▶ WHAT THIS TASK INVOLVES:
All lines from the one containing "base and report bounding boxes around every occurrence." through the end of the data below must be reproduced exactly, and no others.

Dataset excerpts
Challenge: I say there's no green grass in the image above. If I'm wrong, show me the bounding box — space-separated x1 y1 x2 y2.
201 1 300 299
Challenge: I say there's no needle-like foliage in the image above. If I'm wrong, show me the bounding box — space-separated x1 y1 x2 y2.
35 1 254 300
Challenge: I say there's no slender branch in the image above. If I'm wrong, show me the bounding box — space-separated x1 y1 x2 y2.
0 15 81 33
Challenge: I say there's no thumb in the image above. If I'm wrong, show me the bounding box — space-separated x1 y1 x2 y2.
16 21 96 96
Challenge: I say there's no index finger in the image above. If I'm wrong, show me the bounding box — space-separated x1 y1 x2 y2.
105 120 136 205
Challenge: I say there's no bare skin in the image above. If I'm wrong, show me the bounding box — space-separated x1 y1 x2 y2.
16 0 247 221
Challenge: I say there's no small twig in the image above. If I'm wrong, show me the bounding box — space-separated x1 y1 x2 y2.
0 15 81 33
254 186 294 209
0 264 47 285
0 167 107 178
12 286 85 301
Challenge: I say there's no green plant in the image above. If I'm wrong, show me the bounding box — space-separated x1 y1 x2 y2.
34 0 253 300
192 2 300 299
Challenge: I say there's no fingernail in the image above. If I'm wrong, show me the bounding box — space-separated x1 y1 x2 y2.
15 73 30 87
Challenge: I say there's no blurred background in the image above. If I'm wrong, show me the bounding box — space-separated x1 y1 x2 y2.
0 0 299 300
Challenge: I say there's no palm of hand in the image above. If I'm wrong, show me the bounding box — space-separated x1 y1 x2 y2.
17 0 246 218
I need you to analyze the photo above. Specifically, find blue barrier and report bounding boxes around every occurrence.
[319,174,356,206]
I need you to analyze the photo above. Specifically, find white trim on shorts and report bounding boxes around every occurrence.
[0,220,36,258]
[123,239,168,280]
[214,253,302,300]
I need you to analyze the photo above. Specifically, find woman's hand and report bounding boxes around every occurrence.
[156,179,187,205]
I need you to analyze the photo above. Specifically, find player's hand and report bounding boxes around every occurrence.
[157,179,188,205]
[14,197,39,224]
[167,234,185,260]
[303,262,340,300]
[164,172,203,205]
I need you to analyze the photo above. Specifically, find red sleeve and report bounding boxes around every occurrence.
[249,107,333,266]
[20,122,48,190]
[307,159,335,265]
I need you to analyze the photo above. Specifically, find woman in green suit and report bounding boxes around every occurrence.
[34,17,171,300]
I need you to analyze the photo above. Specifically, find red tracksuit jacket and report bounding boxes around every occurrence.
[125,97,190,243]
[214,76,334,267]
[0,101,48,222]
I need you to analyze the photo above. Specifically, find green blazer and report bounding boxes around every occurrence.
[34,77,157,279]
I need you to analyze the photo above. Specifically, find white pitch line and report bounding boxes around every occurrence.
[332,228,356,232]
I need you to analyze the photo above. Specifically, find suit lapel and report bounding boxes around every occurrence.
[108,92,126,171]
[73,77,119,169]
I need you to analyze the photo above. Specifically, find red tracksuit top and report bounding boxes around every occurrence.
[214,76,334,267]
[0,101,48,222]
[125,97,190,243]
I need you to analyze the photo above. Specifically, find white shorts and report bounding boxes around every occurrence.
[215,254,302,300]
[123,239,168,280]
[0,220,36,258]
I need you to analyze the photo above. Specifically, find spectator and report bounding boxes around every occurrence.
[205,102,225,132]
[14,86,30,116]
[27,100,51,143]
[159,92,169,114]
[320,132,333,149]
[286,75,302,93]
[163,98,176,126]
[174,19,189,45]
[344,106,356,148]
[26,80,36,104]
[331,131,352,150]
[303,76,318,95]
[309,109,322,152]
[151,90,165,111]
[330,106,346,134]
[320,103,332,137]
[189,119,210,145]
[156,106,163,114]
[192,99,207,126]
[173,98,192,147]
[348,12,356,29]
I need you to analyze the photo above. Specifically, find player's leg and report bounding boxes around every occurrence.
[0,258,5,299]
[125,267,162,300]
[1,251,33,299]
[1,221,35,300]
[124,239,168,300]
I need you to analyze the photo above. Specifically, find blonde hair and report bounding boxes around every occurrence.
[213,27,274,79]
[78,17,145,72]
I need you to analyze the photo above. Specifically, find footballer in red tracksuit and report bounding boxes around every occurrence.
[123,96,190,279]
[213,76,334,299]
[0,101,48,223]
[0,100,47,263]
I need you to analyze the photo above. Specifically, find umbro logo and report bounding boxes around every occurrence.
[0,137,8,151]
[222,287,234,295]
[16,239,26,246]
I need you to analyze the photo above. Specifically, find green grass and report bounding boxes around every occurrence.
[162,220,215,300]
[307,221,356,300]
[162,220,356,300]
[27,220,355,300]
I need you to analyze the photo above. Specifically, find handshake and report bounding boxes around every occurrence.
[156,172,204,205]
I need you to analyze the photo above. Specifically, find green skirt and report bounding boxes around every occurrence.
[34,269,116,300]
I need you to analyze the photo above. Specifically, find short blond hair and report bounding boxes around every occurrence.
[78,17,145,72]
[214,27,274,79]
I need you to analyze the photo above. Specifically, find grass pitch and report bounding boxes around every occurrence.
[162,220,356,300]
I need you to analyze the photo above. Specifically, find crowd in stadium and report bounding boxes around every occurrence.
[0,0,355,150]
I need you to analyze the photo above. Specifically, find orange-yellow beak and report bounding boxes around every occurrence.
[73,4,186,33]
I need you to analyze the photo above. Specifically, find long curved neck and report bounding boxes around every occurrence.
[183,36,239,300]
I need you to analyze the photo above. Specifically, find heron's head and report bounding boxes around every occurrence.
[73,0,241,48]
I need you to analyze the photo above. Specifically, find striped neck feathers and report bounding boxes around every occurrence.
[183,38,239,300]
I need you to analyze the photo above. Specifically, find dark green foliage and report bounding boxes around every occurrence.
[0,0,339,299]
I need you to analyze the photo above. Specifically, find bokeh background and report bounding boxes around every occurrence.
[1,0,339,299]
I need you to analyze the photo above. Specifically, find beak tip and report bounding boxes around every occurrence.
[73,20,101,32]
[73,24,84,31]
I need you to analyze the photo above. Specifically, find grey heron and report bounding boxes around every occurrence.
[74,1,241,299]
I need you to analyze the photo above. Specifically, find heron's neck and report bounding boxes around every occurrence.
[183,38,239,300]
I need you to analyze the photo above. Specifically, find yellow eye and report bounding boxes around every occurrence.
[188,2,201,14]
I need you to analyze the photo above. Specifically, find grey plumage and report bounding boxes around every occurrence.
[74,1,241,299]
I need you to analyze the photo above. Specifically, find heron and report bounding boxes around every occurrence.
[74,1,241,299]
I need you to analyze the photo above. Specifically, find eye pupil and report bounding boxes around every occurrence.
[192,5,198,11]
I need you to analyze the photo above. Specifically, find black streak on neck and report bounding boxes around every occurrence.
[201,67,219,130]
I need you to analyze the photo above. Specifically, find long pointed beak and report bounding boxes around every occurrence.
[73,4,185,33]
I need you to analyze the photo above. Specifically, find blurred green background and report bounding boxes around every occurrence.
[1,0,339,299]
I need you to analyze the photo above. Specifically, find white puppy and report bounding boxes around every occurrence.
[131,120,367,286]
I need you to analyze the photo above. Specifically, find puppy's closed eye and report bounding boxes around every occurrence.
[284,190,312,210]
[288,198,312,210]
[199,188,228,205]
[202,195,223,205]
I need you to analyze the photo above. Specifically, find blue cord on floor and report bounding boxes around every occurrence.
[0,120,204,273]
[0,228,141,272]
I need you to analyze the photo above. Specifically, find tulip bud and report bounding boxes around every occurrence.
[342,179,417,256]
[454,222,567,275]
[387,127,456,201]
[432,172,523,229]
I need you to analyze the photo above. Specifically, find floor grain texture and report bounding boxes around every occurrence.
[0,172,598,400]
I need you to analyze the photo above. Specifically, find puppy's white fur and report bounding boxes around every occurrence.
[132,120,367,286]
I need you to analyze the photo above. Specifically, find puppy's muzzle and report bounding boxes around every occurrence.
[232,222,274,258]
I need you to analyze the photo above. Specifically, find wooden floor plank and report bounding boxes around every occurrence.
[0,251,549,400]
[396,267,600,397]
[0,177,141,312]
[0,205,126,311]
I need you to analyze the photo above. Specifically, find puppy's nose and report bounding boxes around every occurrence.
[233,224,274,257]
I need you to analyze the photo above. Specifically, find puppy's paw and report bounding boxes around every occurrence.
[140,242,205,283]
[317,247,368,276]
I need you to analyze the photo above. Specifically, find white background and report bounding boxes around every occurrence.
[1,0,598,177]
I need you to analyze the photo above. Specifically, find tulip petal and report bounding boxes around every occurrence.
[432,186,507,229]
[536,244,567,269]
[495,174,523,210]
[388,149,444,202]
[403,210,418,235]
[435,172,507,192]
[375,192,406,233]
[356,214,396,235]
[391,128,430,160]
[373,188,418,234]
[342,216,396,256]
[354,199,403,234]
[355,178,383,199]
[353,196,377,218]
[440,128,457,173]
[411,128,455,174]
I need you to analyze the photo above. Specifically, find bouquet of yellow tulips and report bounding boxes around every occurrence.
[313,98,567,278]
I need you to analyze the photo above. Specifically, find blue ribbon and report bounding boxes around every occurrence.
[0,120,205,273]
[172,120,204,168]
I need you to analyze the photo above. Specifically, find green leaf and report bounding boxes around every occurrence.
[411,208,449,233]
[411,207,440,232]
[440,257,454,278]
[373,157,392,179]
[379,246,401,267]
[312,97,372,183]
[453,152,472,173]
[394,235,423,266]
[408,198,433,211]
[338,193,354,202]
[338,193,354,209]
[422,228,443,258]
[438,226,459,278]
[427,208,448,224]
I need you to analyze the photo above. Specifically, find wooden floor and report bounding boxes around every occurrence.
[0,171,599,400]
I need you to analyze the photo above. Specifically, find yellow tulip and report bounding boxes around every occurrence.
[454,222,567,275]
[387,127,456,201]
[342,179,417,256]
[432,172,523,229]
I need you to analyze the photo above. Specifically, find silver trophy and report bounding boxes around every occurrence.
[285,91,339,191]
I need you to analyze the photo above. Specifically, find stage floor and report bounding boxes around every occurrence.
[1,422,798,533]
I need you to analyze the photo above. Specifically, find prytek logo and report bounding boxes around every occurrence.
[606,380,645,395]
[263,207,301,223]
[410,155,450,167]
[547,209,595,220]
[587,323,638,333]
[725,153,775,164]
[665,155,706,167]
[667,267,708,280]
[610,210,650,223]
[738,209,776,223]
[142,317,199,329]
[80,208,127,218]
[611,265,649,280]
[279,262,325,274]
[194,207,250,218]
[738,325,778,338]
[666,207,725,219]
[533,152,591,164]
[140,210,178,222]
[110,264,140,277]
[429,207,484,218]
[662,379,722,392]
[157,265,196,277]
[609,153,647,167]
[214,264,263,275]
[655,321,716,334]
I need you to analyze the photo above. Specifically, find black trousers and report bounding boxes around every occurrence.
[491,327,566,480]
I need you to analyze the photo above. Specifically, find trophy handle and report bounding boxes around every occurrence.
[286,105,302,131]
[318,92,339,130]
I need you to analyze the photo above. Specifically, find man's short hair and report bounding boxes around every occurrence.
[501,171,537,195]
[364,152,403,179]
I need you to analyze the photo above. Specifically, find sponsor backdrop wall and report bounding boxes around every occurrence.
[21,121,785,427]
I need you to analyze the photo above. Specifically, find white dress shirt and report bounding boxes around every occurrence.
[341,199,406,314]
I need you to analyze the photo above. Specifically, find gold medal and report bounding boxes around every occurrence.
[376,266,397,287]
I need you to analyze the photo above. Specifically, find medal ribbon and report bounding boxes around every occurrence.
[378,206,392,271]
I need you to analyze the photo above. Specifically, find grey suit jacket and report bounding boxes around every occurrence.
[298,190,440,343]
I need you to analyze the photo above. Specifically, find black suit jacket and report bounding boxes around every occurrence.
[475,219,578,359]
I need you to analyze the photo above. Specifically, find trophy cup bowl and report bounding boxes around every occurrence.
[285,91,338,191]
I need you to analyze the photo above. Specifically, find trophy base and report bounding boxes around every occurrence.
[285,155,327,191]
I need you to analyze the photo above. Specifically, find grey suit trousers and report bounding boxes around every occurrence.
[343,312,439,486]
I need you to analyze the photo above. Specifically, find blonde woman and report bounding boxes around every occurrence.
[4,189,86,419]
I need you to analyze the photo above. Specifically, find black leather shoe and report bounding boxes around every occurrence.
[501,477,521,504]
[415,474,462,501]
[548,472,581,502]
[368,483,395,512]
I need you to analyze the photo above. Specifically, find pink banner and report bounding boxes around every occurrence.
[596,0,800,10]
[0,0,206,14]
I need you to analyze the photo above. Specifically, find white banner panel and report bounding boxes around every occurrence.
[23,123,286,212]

▶ RESULT:
I need you to analyze the photo above. Specifically, find trophy base and report bounding boxes around every occurrence.
[285,155,327,191]
I need you to analyze the photo above. Specifically, find grey suit trousers and report bounding boxes around every occurrence.
[343,312,439,486]
I need you to analyze the photo above. Specifically, find blonde woman and report bounding boxes around every occurrence.
[4,189,86,419]
I need you to analyze the photo above. Specifically, find black leather shoe and report bounding boxes around every occurrence.
[501,477,521,504]
[415,474,462,501]
[548,472,581,502]
[368,483,395,512]
I need you to analyze the photo above. Specifically, find pink banner and report bounding boxes around every occurrence.
[596,0,800,10]
[0,0,206,14]
I need you to analyze the photo above. Specifically, find white banner panel and report bounding boxes around every occurrence.
[23,123,286,212]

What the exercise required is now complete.